Task — The records below must be copied in full; omit the images.

Data section —
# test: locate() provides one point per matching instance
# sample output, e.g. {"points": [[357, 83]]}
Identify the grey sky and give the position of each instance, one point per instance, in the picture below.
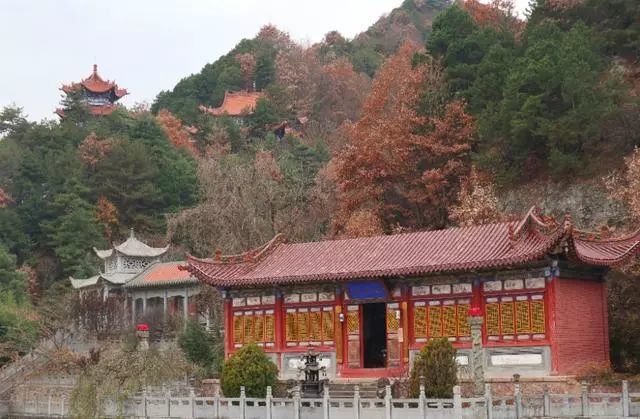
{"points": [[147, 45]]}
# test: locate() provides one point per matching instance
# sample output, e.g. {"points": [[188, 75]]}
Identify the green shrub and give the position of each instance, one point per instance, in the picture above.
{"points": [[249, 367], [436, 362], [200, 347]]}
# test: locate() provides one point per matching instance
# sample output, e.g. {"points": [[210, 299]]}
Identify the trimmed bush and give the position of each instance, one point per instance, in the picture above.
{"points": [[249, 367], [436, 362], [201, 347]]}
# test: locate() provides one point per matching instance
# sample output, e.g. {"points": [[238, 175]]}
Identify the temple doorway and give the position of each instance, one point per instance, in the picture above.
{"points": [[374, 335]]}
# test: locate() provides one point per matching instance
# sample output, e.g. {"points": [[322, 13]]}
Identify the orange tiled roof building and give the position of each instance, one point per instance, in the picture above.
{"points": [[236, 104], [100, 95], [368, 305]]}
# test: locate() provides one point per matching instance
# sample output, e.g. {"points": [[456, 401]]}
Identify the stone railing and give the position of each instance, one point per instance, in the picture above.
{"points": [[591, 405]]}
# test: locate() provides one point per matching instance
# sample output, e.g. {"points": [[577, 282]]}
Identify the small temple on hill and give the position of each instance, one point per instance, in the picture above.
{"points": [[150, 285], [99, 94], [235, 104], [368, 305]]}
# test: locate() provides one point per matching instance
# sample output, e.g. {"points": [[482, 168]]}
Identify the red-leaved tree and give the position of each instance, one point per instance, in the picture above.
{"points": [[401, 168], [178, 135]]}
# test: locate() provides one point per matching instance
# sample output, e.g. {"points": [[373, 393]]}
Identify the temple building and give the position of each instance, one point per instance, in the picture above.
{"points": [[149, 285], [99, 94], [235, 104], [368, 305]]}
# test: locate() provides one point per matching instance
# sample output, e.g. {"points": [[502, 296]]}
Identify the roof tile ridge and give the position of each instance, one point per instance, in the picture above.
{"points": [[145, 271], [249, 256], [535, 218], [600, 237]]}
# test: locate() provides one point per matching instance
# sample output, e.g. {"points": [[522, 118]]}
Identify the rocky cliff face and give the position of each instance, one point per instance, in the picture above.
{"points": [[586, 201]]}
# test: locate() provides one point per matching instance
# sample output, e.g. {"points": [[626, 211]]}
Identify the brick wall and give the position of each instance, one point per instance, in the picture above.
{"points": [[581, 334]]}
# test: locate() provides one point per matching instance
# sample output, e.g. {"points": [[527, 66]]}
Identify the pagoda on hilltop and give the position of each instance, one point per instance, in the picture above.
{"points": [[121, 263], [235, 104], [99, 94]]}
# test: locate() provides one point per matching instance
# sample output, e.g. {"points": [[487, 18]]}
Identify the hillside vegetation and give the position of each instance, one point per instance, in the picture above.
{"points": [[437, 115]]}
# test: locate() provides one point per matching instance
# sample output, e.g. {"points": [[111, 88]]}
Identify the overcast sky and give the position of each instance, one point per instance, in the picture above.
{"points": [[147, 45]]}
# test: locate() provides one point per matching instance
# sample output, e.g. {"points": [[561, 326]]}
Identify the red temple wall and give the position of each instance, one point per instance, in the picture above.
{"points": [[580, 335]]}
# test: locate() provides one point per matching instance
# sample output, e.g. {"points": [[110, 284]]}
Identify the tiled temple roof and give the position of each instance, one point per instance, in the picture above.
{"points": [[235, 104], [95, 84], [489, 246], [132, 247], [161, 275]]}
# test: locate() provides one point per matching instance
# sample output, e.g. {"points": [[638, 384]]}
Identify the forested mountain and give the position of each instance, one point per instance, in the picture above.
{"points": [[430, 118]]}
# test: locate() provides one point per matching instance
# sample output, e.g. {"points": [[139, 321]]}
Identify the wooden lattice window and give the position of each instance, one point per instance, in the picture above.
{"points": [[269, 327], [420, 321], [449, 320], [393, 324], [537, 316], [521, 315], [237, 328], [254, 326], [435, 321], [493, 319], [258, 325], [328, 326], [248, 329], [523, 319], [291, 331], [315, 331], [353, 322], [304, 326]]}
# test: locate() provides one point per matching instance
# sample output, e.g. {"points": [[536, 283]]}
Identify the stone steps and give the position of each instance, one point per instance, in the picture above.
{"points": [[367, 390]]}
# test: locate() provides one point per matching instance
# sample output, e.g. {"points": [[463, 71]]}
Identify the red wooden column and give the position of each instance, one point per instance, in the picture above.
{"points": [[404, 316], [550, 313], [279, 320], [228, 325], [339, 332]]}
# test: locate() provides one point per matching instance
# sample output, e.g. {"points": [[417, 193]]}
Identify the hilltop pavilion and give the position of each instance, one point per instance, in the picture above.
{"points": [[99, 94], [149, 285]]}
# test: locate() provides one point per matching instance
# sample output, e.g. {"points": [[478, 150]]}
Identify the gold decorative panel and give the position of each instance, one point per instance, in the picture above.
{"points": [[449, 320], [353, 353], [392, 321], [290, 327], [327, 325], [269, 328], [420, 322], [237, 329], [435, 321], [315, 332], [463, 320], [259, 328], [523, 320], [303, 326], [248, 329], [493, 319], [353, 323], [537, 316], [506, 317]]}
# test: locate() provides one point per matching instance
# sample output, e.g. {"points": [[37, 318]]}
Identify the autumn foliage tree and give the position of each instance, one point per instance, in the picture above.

Response —
# test: locate() provides one point per matching instance
# sample output, e.g. {"points": [[357, 83]]}
Identify the grey sky and give the position of each instance, one point per instance, in the picture below.
{"points": [[147, 45]]}
# test: locate() provides one point per matching instance
# sample output, e.g. {"points": [[188, 75]]}
Identify the green shrub and give the position of each instance, one point per instance, in the picture above.
{"points": [[249, 367], [436, 362], [200, 347]]}
# test: locate() provides one point per matching instance
# sample output, e.g. {"points": [[210, 299]]}
Identify the trimmed bush and give the position of each instance, one point per instance, in the picture above.
{"points": [[249, 367], [436, 362], [201, 347]]}
# test: locate() provides one point per matching instance
# sample output, e.g. {"points": [[238, 175]]}
Identify the temple doorway and give the position of each instance, one point per instance, in the picture above.
{"points": [[374, 335]]}
# test: locate() provides one point per matching instance
# sample output, e.g. {"points": [[322, 13]]}
Identify the orange tiled roof building and give the position of each instance, one point per instance, in the picture above.
{"points": [[236, 104], [100, 95], [368, 305]]}
# test: locate() provides one point per matching instance
# sample output, e.g. {"points": [[456, 401]]}
Identify the stone railing and give the position of each instance, one point per instance, in the picture above.
{"points": [[591, 405]]}
# test: locate() provides one point per matching instance
# sample output, e.g. {"points": [[577, 282]]}
Identify the small temple on hill and give the position of each instance, one point per instance, in the picture above.
{"points": [[150, 285], [99, 94], [235, 104], [368, 305]]}
# test: locate() provides one point per matching instance
# sample output, e.g. {"points": [[482, 168]]}
Identify the red-leaved tree and give the position of each instance, one point per instance, in the picture above.
{"points": [[401, 168], [178, 135]]}
# test: locate() provides one point per matching instance
# sample output, e.g. {"points": [[373, 393]]}
Identify the temple building and give the position of each instance, one point per instance, in the picture above.
{"points": [[149, 285], [99, 94], [235, 104], [368, 305]]}
# test: locate() provides one point per matching instance
# sample output, e.g. {"points": [[502, 296]]}
Identify the roof tile ridge and give the position of each instance, one point per instance, in the picture above.
{"points": [[145, 271], [249, 256], [535, 218], [600, 237]]}
# test: locate() provides one point per matching instance
# sample output, e.g. {"points": [[522, 118]]}
Identify the rocky cliff face and give the position of each instance, one point per instance, in the picture above.
{"points": [[586, 201]]}
# test: locate() provides one point per matching instance
# sample output, e.g. {"points": [[626, 211]]}
Identify the brick wall and give the position of each instance, one point per instance, in the picture above.
{"points": [[581, 334]]}
# test: locate() provides one point per matching instance
# sample output, e.g. {"points": [[527, 66]]}
Identify the pagoda on hilltop and give the position of each instance, one point per instance, in the picture above.
{"points": [[121, 263], [235, 104], [99, 94]]}
# test: locate() provides one point per matching instance
# sample output, e.g. {"points": [[487, 18]]}
Identify the hillside vegetation and give the position of each instance, one point per instance, in the picture above.
{"points": [[437, 115]]}
# test: locate() provides one point per matching instance
# sample output, e.g. {"points": [[111, 88]]}
Identify the overcast sky and give the position of each instance, one point per instance, in the picture above.
{"points": [[147, 45]]}
# test: locate() provides one point per matching instance
# sample output, e.g. {"points": [[561, 326]]}
Identify the red temple wall and give the position of each instance, one point per instance, in the picture above.
{"points": [[580, 335]]}
# test: locate() provides one point per matching instance
# sample output, e.g. {"points": [[110, 284]]}
Identify the tiled temple roof and give the position of each instance, one point per instance, in the picture above.
{"points": [[235, 104], [95, 84], [489, 246], [132, 247], [161, 275]]}
# test: locate() provides one point per matching instance
# sample output, e.g. {"points": [[638, 384]]}
Identify the forested mountain and give the position of each instance, one point per instance, in the picture above.
{"points": [[430, 118]]}
# test: locate() provides one point per matching instance
# sample output, e.g. {"points": [[139, 321]]}
Identify the wooden lattice window and give the position of each instance, one point per instance, in the picture above.
{"points": [[269, 327], [420, 321], [449, 320], [393, 324], [537, 316], [521, 315], [237, 328], [254, 326], [435, 321], [493, 319], [258, 325], [328, 326], [248, 329], [523, 319], [291, 331], [315, 331], [353, 322], [304, 326]]}
# test: locate() provides one point per matching instance
# sample output, e.g. {"points": [[536, 283]]}
Identify the stone steps and give the position of each instance, one point per instance, in the picture above.
{"points": [[367, 390]]}
# test: locate() provides one point per matching instance
# sample output, e.g. {"points": [[463, 71]]}
Identify the red wooden column and give the position of each instance, one point per instance, in the picture above.
{"points": [[404, 316], [550, 313], [279, 320], [228, 325], [339, 332]]}
# test: locate() provides one point per matching instance
# sample output, e.g. {"points": [[417, 193]]}
Identify the hilltop pavilion and give the position of each instance, one point per instance, in the picture above.
{"points": [[99, 94], [149, 285]]}
# test: locate() provides one point per matching instance
# sample output, e.g. {"points": [[478, 150]]}
Identify the gold decorative panel and give the position of each instance, one point per instance, in the picture above.
{"points": [[449, 320], [353, 353], [392, 321], [290, 327], [327, 325], [269, 328], [420, 322], [237, 329], [435, 321], [315, 332], [463, 320], [259, 328], [523, 320], [303, 326], [248, 329], [493, 319], [353, 323], [537, 316], [506, 317]]}
# test: locate() provides one point per matching instance
# sample output, e.g. {"points": [[37, 318]]}
Identify the autumn foliage tree and give the position of each instance, one point per instance, in the picture above.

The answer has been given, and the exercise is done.